RECORDS FOR PROCESSING:
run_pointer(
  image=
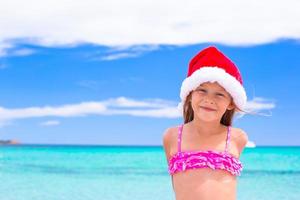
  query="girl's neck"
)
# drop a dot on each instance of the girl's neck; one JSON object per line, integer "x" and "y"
{"x": 205, "y": 128}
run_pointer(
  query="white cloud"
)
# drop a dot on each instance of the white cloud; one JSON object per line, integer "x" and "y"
{"x": 127, "y": 23}
{"x": 50, "y": 123}
{"x": 113, "y": 106}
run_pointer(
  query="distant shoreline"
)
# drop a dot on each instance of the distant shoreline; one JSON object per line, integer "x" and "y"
{"x": 116, "y": 145}
{"x": 9, "y": 142}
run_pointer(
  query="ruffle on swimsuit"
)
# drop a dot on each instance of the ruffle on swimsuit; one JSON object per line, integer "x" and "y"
{"x": 184, "y": 160}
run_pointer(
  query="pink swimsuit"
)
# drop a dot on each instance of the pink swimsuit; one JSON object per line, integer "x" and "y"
{"x": 184, "y": 160}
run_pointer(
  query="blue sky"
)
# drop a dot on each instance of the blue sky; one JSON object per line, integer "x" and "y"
{"x": 96, "y": 77}
{"x": 58, "y": 77}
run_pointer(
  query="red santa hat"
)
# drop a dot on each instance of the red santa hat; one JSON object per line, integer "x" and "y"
{"x": 211, "y": 65}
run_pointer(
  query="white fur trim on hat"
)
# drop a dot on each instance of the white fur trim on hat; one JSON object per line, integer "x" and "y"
{"x": 212, "y": 74}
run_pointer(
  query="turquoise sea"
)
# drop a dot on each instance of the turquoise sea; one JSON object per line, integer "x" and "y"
{"x": 45, "y": 172}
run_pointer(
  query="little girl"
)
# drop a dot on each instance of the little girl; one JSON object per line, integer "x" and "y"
{"x": 203, "y": 153}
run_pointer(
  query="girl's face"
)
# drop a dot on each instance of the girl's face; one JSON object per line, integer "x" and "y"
{"x": 210, "y": 101}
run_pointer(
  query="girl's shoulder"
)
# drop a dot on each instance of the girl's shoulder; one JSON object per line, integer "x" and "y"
{"x": 239, "y": 137}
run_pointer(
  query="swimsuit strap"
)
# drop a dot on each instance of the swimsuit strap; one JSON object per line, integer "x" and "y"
{"x": 179, "y": 137}
{"x": 227, "y": 139}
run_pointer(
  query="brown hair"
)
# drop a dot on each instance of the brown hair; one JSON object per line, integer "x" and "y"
{"x": 188, "y": 113}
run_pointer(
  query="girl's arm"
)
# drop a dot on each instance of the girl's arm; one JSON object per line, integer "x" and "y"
{"x": 166, "y": 145}
{"x": 241, "y": 140}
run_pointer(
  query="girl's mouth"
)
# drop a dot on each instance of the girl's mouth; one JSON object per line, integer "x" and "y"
{"x": 207, "y": 109}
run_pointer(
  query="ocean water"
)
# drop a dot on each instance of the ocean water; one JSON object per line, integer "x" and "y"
{"x": 33, "y": 172}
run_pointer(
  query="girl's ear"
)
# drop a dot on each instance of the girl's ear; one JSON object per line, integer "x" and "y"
{"x": 231, "y": 106}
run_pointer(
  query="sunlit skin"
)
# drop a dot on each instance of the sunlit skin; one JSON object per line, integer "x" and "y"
{"x": 206, "y": 132}
{"x": 214, "y": 96}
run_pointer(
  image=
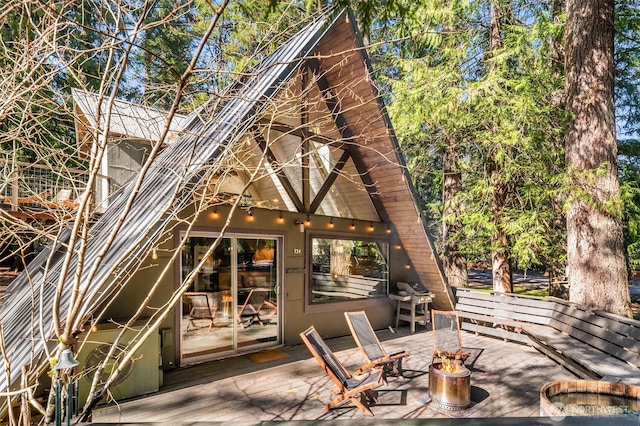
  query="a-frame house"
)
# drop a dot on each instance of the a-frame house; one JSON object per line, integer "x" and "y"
{"x": 327, "y": 222}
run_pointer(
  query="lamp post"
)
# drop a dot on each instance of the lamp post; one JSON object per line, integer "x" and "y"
{"x": 66, "y": 361}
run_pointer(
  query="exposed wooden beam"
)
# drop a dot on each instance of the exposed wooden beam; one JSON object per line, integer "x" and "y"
{"x": 304, "y": 121}
{"x": 301, "y": 133}
{"x": 329, "y": 181}
{"x": 291, "y": 192}
{"x": 333, "y": 104}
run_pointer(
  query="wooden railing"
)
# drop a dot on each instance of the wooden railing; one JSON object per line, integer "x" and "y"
{"x": 31, "y": 185}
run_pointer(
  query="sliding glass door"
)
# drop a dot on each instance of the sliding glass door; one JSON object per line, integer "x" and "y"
{"x": 232, "y": 305}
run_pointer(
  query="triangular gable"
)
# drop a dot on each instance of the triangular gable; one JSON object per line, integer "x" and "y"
{"x": 360, "y": 122}
{"x": 163, "y": 193}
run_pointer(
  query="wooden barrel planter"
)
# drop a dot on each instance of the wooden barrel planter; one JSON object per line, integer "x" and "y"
{"x": 589, "y": 398}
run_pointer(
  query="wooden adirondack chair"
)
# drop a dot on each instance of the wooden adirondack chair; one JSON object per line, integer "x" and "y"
{"x": 252, "y": 305}
{"x": 200, "y": 308}
{"x": 349, "y": 386}
{"x": 374, "y": 353}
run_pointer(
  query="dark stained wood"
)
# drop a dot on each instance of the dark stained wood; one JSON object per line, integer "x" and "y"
{"x": 506, "y": 379}
{"x": 329, "y": 181}
{"x": 290, "y": 190}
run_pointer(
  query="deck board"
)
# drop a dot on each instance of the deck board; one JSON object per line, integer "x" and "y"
{"x": 506, "y": 380}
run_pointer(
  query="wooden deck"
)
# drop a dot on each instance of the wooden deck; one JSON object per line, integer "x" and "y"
{"x": 506, "y": 380}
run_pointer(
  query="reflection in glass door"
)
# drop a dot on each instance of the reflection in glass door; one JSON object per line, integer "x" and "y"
{"x": 257, "y": 291}
{"x": 233, "y": 302}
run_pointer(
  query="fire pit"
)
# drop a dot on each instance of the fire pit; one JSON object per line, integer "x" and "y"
{"x": 450, "y": 384}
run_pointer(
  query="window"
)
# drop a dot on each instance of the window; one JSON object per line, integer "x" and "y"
{"x": 347, "y": 269}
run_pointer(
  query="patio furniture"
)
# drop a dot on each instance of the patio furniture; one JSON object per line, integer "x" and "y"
{"x": 447, "y": 341}
{"x": 374, "y": 353}
{"x": 591, "y": 343}
{"x": 349, "y": 386}
{"x": 412, "y": 304}
{"x": 200, "y": 308}
{"x": 250, "y": 309}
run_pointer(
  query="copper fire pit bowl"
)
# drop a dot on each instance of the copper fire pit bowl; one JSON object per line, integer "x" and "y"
{"x": 450, "y": 390}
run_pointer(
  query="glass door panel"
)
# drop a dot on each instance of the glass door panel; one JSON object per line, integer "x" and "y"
{"x": 207, "y": 320}
{"x": 257, "y": 291}
{"x": 233, "y": 301}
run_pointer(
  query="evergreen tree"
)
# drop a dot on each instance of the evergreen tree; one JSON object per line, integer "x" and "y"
{"x": 595, "y": 245}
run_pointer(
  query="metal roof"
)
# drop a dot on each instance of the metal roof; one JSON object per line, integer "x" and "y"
{"x": 127, "y": 119}
{"x": 166, "y": 189}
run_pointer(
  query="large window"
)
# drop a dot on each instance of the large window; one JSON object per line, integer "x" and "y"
{"x": 348, "y": 269}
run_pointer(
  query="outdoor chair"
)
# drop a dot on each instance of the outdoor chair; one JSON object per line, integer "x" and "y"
{"x": 200, "y": 309}
{"x": 349, "y": 386}
{"x": 374, "y": 354}
{"x": 447, "y": 341}
{"x": 250, "y": 309}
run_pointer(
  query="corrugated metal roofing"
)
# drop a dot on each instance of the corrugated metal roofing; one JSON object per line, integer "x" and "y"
{"x": 162, "y": 193}
{"x": 127, "y": 119}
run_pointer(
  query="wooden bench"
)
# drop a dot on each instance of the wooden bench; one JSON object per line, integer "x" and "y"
{"x": 501, "y": 315}
{"x": 592, "y": 344}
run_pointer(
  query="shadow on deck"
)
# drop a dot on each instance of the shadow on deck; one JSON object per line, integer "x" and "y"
{"x": 506, "y": 381}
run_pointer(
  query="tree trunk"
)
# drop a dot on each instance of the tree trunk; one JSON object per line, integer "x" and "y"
{"x": 501, "y": 254}
{"x": 454, "y": 263}
{"x": 595, "y": 252}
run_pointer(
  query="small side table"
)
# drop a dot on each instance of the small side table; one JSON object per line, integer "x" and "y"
{"x": 406, "y": 308}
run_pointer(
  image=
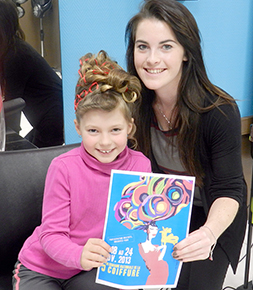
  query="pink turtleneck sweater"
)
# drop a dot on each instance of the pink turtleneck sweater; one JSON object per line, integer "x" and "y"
{"x": 74, "y": 208}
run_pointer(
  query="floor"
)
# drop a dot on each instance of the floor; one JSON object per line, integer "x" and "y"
{"x": 231, "y": 281}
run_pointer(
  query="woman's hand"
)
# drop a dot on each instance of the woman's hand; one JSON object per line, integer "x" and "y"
{"x": 197, "y": 246}
{"x": 95, "y": 253}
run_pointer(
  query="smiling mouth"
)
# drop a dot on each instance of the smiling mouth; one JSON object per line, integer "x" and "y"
{"x": 105, "y": 151}
{"x": 154, "y": 71}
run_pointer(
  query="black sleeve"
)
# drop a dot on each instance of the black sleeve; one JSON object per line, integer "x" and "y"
{"x": 222, "y": 139}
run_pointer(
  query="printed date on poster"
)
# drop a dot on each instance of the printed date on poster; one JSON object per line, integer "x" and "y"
{"x": 124, "y": 256}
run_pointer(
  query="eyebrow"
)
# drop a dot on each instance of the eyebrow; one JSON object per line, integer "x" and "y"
{"x": 162, "y": 42}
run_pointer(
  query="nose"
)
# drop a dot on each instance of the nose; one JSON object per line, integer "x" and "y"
{"x": 105, "y": 139}
{"x": 153, "y": 57}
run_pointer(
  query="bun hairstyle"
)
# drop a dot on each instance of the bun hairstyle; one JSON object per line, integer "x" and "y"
{"x": 104, "y": 85}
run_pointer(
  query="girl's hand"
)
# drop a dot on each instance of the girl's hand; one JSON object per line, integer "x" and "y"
{"x": 197, "y": 246}
{"x": 95, "y": 253}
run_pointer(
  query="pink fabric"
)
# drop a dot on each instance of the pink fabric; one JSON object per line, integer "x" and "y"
{"x": 74, "y": 207}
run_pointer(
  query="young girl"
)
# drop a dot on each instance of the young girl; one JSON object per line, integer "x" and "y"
{"x": 65, "y": 250}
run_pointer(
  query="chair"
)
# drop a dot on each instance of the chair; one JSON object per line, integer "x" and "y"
{"x": 22, "y": 176}
{"x": 12, "y": 113}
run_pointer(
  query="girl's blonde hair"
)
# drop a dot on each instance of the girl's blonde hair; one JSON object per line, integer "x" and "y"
{"x": 104, "y": 85}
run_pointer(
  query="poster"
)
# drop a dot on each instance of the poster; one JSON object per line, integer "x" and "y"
{"x": 147, "y": 214}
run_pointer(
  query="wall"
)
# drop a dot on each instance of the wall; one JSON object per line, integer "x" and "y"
{"x": 226, "y": 27}
{"x": 31, "y": 26}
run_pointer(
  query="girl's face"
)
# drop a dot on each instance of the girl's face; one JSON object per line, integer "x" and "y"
{"x": 104, "y": 134}
{"x": 158, "y": 56}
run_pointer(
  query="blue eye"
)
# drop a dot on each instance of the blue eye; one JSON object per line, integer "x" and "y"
{"x": 142, "y": 47}
{"x": 167, "y": 46}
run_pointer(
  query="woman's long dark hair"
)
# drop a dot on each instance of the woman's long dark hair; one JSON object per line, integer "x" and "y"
{"x": 9, "y": 31}
{"x": 193, "y": 87}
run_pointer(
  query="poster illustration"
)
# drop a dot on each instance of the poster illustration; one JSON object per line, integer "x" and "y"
{"x": 147, "y": 214}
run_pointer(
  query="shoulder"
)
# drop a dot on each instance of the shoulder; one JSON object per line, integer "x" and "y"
{"x": 67, "y": 158}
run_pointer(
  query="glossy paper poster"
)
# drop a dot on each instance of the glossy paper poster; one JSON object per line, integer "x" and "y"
{"x": 147, "y": 214}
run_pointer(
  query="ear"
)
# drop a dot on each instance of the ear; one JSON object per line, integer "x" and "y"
{"x": 77, "y": 126}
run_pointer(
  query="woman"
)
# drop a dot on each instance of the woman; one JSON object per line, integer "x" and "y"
{"x": 24, "y": 73}
{"x": 190, "y": 127}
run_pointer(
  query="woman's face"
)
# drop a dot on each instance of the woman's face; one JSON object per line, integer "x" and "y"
{"x": 158, "y": 56}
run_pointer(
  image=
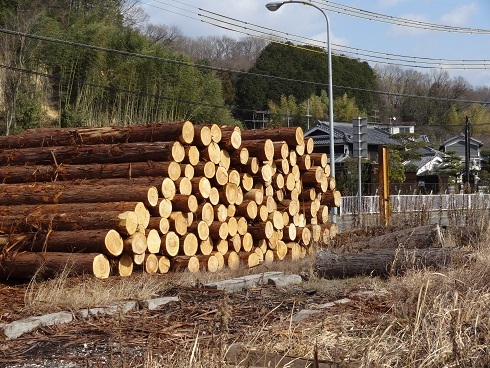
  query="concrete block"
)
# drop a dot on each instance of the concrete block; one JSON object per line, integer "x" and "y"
{"x": 304, "y": 314}
{"x": 243, "y": 282}
{"x": 152, "y": 304}
{"x": 18, "y": 328}
{"x": 285, "y": 280}
{"x": 122, "y": 307}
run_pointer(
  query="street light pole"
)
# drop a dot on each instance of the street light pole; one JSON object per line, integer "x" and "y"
{"x": 275, "y": 6}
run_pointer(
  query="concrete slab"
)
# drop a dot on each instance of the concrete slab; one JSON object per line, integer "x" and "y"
{"x": 285, "y": 280}
{"x": 18, "y": 328}
{"x": 304, "y": 314}
{"x": 243, "y": 282}
{"x": 152, "y": 304}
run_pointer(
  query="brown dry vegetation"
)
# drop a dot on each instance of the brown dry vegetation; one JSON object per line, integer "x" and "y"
{"x": 424, "y": 318}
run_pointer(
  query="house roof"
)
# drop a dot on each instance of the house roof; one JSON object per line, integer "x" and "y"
{"x": 458, "y": 138}
{"x": 344, "y": 133}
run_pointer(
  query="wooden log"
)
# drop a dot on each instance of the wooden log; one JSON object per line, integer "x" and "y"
{"x": 170, "y": 242}
{"x": 247, "y": 242}
{"x": 40, "y": 193}
{"x": 90, "y": 154}
{"x": 232, "y": 226}
{"x": 425, "y": 236}
{"x": 206, "y": 246}
{"x": 242, "y": 225}
{"x": 218, "y": 230}
{"x": 184, "y": 262}
{"x": 319, "y": 159}
{"x": 48, "y": 264}
{"x": 231, "y": 137}
{"x": 191, "y": 155}
{"x": 125, "y": 223}
{"x": 153, "y": 241}
{"x": 200, "y": 228}
{"x": 232, "y": 260}
{"x": 202, "y": 135}
{"x": 189, "y": 171}
{"x": 291, "y": 135}
{"x": 214, "y": 196}
{"x": 151, "y": 263}
{"x": 235, "y": 243}
{"x": 205, "y": 169}
{"x": 248, "y": 209}
{"x": 189, "y": 244}
{"x": 240, "y": 157}
{"x": 261, "y": 230}
{"x": 262, "y": 149}
{"x": 49, "y": 137}
{"x": 184, "y": 203}
{"x": 135, "y": 243}
{"x": 221, "y": 177}
{"x": 211, "y": 153}
{"x": 39, "y": 173}
{"x": 125, "y": 265}
{"x": 104, "y": 241}
{"x": 225, "y": 160}
{"x": 163, "y": 208}
{"x": 138, "y": 259}
{"x": 183, "y": 186}
{"x": 222, "y": 246}
{"x": 25, "y": 210}
{"x": 163, "y": 264}
{"x": 216, "y": 134}
{"x": 381, "y": 262}
{"x": 178, "y": 222}
{"x": 206, "y": 212}
{"x": 331, "y": 198}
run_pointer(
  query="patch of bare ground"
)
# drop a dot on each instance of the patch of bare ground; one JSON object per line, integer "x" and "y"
{"x": 423, "y": 318}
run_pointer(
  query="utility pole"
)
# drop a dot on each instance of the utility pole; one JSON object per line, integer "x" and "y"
{"x": 467, "y": 155}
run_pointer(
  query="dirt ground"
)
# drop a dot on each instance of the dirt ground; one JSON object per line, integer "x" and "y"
{"x": 210, "y": 319}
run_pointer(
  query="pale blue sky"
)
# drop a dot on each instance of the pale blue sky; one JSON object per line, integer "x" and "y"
{"x": 354, "y": 32}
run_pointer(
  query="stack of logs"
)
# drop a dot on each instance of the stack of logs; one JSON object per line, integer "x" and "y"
{"x": 160, "y": 197}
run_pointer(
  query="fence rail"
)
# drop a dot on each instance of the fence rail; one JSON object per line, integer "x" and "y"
{"x": 412, "y": 203}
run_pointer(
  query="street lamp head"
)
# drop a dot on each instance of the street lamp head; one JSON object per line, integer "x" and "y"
{"x": 273, "y": 6}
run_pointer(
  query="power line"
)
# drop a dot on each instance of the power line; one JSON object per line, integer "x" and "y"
{"x": 180, "y": 62}
{"x": 403, "y": 22}
{"x": 179, "y": 100}
{"x": 363, "y": 54}
{"x": 357, "y": 52}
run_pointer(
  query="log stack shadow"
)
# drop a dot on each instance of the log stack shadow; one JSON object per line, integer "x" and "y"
{"x": 160, "y": 197}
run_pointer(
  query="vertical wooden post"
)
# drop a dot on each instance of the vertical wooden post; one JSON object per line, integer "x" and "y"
{"x": 384, "y": 185}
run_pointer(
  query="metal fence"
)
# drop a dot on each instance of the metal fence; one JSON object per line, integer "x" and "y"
{"x": 412, "y": 203}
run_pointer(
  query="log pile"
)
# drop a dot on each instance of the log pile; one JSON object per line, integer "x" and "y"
{"x": 160, "y": 197}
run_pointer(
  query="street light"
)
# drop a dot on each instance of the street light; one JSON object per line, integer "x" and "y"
{"x": 273, "y": 7}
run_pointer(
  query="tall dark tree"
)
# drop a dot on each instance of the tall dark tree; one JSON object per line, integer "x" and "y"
{"x": 301, "y": 71}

WORK REQUIRED: Select every line in the records above that contains the string "copper", and copy each one unchanged.

TASK OUTPUT:
  query="copper fire pit bowl"
# drop a dot on each instance of the copper fire pit bowl; one JSON object per line, integer "x" and "y"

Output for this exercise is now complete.